THE TASK → In the listing that follows, locate the line containing "the red knob" and the line containing "the red lever". Retype exactly those two lines and every line between them, and nothing more.

EXCERPTED RECORDS →
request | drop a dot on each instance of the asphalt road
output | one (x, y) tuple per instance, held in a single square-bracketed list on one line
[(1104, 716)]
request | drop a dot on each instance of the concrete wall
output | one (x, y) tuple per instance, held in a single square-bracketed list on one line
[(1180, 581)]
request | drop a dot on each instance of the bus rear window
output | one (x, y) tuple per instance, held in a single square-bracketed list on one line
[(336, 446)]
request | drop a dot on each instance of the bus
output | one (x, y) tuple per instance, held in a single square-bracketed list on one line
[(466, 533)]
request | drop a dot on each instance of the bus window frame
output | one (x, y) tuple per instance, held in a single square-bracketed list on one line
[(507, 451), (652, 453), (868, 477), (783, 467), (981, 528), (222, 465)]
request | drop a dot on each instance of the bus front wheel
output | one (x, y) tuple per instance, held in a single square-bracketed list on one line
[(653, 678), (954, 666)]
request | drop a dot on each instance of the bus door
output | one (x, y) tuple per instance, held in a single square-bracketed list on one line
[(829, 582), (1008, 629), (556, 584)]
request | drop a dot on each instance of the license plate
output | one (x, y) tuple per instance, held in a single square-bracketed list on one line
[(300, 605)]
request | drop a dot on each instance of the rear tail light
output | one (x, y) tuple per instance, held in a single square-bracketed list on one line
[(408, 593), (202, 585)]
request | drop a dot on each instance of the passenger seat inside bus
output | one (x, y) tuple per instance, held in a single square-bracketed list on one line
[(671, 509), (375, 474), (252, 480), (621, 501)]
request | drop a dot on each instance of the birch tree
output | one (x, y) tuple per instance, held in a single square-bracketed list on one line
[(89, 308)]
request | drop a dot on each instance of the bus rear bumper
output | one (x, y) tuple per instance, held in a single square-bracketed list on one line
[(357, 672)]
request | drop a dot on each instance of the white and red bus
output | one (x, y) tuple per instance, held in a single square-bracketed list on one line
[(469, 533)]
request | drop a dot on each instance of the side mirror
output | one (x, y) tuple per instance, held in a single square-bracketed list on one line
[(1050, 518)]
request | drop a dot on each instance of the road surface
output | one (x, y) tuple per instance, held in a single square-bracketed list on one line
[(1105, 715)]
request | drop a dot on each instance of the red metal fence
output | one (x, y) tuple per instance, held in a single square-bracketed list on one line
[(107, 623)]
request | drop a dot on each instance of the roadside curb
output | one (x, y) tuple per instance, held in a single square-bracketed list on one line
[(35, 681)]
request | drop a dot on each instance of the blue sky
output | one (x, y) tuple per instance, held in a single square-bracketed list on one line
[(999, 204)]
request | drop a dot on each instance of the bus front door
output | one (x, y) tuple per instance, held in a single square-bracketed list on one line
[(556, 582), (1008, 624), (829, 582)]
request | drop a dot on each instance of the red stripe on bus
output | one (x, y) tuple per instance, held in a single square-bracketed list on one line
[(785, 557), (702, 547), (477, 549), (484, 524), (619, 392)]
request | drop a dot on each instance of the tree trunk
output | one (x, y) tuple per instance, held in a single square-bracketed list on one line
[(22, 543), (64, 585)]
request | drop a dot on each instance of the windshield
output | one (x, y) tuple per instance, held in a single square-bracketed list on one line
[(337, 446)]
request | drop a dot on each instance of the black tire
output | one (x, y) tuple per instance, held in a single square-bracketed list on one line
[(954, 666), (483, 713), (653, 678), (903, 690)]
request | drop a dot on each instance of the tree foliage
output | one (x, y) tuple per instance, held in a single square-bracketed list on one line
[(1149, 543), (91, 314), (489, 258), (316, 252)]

---

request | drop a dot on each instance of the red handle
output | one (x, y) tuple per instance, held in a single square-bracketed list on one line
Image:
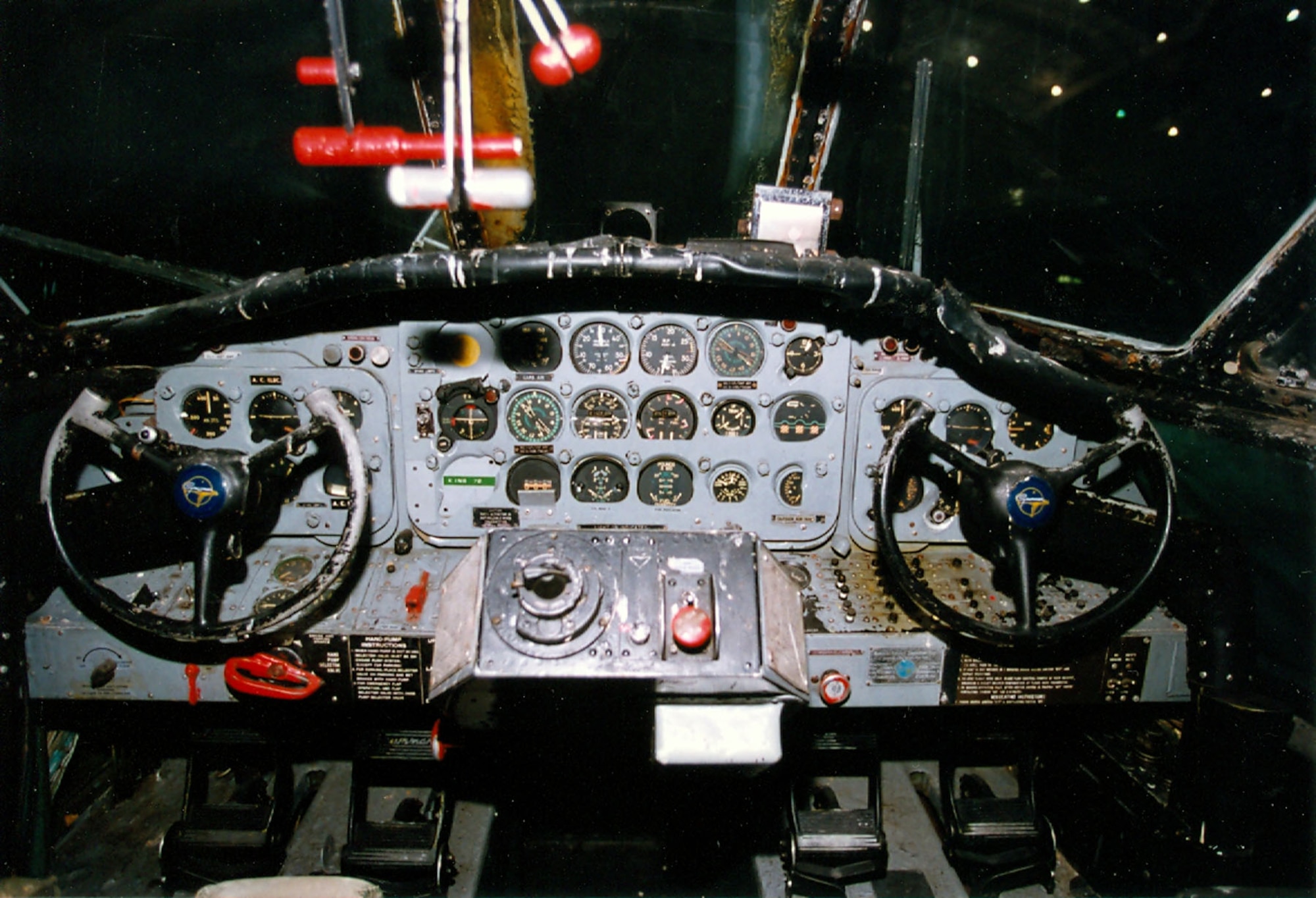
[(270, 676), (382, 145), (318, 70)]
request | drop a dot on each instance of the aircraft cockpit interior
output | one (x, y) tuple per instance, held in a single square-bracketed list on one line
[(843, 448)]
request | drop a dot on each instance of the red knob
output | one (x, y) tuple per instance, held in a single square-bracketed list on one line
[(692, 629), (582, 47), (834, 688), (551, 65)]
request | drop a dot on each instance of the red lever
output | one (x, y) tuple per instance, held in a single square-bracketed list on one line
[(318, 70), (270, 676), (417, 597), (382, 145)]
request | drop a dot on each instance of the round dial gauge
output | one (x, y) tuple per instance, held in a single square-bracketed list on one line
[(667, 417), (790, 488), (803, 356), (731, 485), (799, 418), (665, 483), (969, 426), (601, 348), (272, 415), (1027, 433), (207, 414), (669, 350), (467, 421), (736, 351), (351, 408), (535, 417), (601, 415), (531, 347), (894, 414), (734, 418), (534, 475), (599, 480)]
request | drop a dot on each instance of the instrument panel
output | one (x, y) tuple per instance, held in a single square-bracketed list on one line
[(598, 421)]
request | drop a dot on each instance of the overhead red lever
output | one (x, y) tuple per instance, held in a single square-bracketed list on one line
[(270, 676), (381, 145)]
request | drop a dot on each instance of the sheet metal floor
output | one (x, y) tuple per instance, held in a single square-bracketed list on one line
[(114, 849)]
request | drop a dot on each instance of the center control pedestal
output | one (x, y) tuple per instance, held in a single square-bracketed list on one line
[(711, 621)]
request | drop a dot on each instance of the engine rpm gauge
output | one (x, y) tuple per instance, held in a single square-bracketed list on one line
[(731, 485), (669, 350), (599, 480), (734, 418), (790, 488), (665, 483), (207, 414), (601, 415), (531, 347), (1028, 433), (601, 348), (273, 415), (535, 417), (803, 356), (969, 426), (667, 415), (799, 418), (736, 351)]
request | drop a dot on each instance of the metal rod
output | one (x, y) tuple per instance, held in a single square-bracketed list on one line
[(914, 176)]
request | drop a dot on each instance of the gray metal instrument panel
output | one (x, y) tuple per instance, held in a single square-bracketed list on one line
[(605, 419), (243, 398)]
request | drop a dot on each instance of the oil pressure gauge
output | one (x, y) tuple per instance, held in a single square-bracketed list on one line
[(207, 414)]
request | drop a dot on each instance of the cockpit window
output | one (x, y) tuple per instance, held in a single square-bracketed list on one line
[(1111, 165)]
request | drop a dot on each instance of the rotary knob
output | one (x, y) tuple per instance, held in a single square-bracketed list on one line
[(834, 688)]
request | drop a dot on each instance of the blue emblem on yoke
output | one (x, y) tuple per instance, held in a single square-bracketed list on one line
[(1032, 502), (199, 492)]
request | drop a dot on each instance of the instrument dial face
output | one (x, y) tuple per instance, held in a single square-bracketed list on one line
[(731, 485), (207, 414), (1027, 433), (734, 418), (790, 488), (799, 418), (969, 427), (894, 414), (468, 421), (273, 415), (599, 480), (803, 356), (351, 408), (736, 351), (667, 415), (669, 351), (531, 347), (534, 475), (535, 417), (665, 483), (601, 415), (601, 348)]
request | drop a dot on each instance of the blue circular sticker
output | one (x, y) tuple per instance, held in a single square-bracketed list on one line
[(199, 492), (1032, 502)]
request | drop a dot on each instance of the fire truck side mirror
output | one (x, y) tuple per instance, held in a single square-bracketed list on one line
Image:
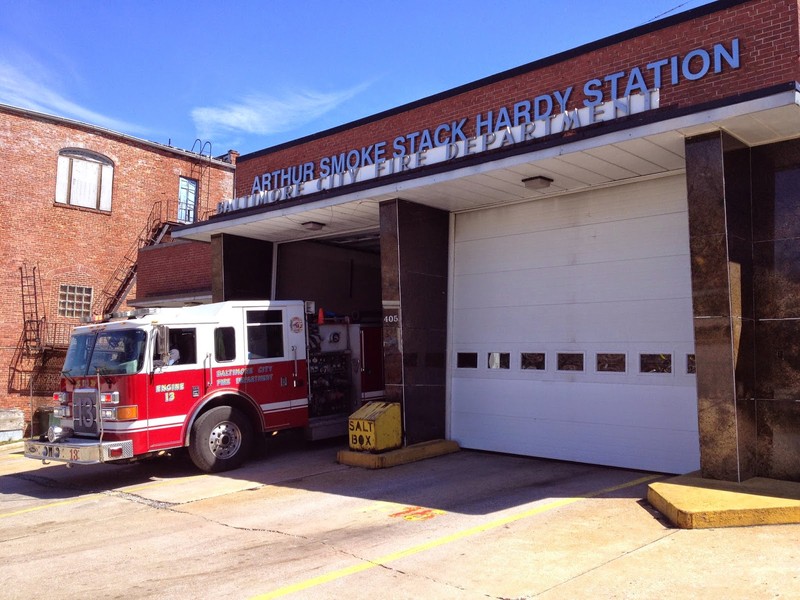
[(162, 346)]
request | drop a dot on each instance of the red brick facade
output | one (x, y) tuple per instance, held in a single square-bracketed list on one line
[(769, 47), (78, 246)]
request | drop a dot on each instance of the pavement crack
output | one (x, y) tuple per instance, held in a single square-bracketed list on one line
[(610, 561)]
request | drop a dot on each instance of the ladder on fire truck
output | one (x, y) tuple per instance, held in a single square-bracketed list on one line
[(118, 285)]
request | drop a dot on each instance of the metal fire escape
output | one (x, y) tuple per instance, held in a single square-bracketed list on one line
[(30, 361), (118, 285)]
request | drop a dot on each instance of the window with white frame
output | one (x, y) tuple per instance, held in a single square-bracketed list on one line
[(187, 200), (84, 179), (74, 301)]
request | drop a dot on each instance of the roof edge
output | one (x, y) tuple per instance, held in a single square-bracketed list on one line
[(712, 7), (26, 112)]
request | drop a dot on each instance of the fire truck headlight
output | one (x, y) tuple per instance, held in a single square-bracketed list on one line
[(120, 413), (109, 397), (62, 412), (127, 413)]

SOLUTION →
request | drop a dot on each instance of the red knob
output | one (x, y) tuple per instance, held in a single square-bracketed list on one line
[(692, 629), (582, 47), (834, 688), (551, 65)]
request | drop a dot on each instance of the red lever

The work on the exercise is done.